### SOURCE
══════════════════════════════

35. In a recent case of Bombay Slum Redevelopment Corporation Private Limited v. Samir Narain Bhojwani10, a Bench of this Court, of which one of us (P. Mithal, J.) was a member, had held that the jurisdiction of the Appellate Court dealing with an appeal under Section 37 of the Act against the judgment in a petition under Section 34 of the Act is more constrained than the jurisdiction of the court dealing with a petition under Section 34 of the Act.
36. The gist of the aforesaid decisions is that the jurisdiction of the court under Section 37 of the Act is akin to the jurisdiction of the court under Section 34 of the Act, and, therefore, the scope of interference by the court in appeal under Section 37 cannot go beyond the grounds on which challenge can be made to the award under Section 34 of the Act. Moreover, the courts exercising powers under Sections 34 and 37, do not act as a normal court, and therefore, ought not to interfere with the arbitral award on a mere possibility of an alternative view.
37. In other words, the scope of interference of the court with the arbitral matters is virtually prohibited, if not absolutely barred. The powers of the Appellate Court are even more restricted than the powers conferred by Section 34 of the Act. The appellate power under Section 37 of the Act is exercisable only to find out if the court exercising power under Section 34 of the Act, has acted within its limits as prescribed thereunder or has exceeded or failed to exercise the power so conferred. The Appellate Court exercising powers under Section 37 of the Act has no authority of law to consider the matter in dispute before the Arbitral Tribunal on merits so as to hold as to whether the award of the Arbitral Tribunal is right or wrong. The Appellate Court in exercise of such power cannot sit as an ordinary court of appeal and reappraise the evidence to record a contrary finding. The award of the Arbitral Tribunal cannot be touched by the court unless it is contrary to the substantive provision of law or any provision of the Act or the terms of the agreement.

══════════════════════════════

### SHORT PROBLEM A
In the listing, starting at the line containing "Target: grassy hillside" and ending at the end of the listing, rewrite every line with the requests included, adding 41 to each x and y point coordinate in the answers. Return only those lines.

══════════════════════════════

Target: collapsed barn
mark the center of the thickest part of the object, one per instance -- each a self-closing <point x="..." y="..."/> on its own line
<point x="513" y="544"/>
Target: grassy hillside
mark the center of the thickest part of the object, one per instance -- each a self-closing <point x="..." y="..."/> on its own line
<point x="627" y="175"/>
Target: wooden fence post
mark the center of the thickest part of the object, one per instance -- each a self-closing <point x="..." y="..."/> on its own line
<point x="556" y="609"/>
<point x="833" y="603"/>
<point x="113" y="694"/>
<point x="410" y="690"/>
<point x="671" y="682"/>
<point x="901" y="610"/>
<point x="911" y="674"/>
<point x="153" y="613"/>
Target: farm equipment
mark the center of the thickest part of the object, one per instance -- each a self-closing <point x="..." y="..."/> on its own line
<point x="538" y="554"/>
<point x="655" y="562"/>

══════════════════════════════

### SHORT PROBLEM B
According to the judgment excerpt, when may the court touch the award of the Arbitral Tribunal?

### FINISHED ANSWER A
Target: grassy hillside
mark the center of the thickest part of the object, one per instance -- each a self-closing <point x="..." y="..."/> on its own line
<point x="668" y="216"/>
Target: wooden fence post
mark the center of the thickest part of the object, one per instance -- each a self-closing <point x="..." y="..."/> on its own line
<point x="597" y="650"/>
<point x="874" y="644"/>
<point x="154" y="735"/>
<point x="451" y="731"/>
<point x="712" y="723"/>
<point x="942" y="651"/>
<point x="952" y="715"/>
<point x="194" y="654"/>
Target: farm equipment
mark the center of the thickest part of the object, one per instance -- each a self-closing <point x="..." y="..."/> on its own line
<point x="579" y="595"/>
<point x="696" y="603"/>

### FINISHED ANSWER B
Only when the award is contrary to the substantive provision of law, any provision of the Act, or the terms of the agreement.